■ What needs to be done
Express the material, from the line containing "object=black audi car" through the end, as a JSON list of strings with one string per line and blank lines left out.

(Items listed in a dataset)
[start]

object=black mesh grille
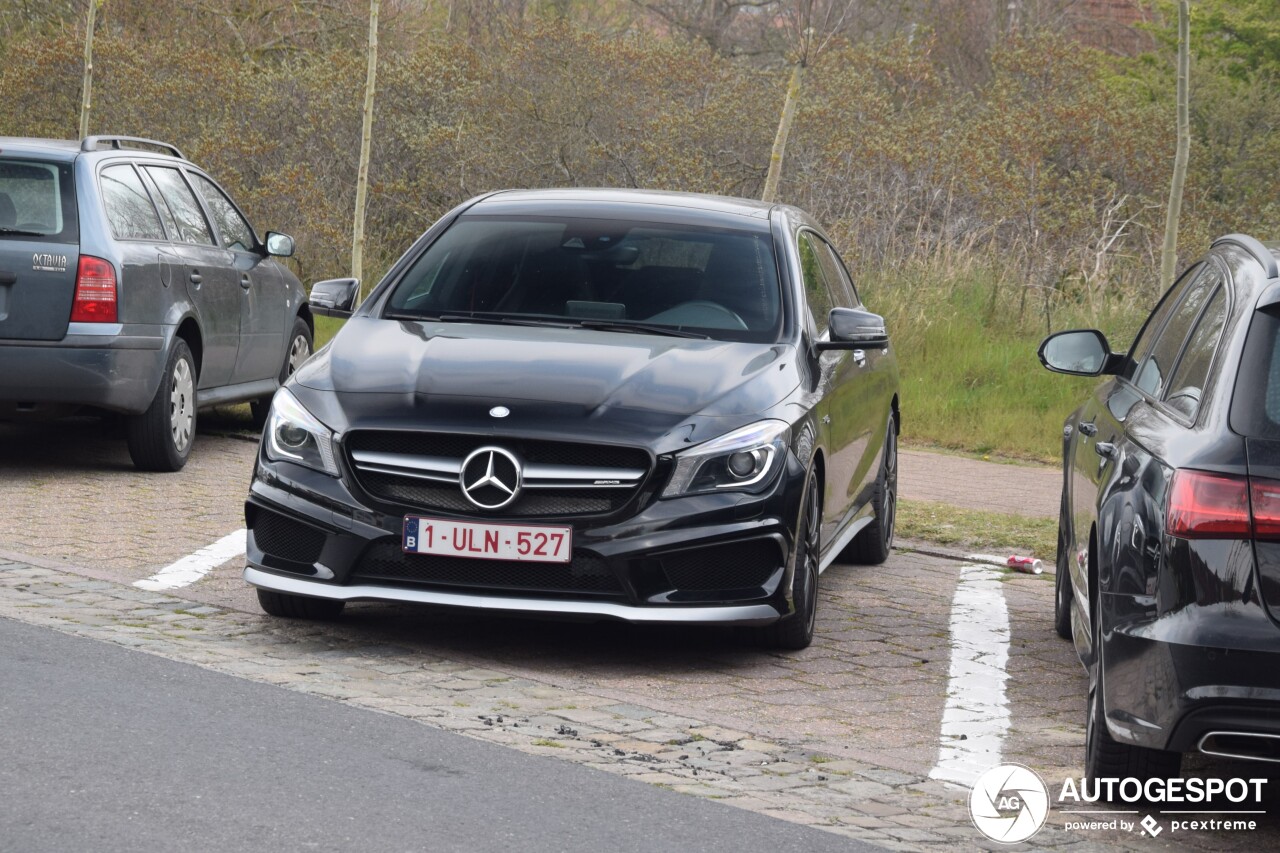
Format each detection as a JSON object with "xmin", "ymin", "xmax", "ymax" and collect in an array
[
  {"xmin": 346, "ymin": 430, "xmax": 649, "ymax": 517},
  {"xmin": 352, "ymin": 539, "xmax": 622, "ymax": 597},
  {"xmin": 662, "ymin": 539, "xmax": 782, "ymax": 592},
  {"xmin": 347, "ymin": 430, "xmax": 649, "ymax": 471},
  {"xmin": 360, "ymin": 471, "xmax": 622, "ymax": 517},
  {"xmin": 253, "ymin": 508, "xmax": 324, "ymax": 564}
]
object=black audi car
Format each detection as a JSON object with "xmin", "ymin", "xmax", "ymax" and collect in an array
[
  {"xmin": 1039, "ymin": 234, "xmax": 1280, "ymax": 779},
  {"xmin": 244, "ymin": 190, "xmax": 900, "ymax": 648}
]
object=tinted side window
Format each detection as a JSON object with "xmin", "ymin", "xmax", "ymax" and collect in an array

[end]

■ Output for this exercise
[
  "object=black audi car",
  "Format each detection as a JSON object with \"xmin\", \"ymin\", \"xmax\", \"ymax\" and collect in an array",
  "[",
  "  {\"xmin\": 1039, \"ymin\": 234, \"xmax\": 1280, \"ymax\": 779},",
  "  {\"xmin\": 244, \"ymin\": 190, \"xmax\": 900, \"ymax\": 648}",
  "]",
  "object=tinted side window",
  "Format each detection as a JSON object with \"xmin\", \"ymin\", \"xmax\", \"ymax\" and collect in an array"
]